## [TRY IT]
State how many lines in the listing include the word "instance", and give no other text.

↓↓↓

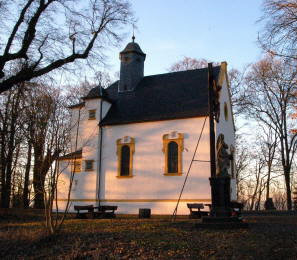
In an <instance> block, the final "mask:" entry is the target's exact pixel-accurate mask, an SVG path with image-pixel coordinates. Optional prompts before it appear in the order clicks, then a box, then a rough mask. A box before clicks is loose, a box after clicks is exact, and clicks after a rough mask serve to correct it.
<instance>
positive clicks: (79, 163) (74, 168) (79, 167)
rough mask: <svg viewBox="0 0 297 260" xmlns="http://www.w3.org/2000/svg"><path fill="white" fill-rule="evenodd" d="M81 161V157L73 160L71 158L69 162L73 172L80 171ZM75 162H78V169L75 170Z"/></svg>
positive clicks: (80, 169)
mask: <svg viewBox="0 0 297 260" xmlns="http://www.w3.org/2000/svg"><path fill="white" fill-rule="evenodd" d="M81 163H82V161H81V159H75V160H72V161H71V162H70V164H71V172H73V173H81V172H82V167H81V166H82V165H81ZM77 164H79V169H78V170H77Z"/></svg>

↑↑↑

## [WRITTEN ANSWER]
2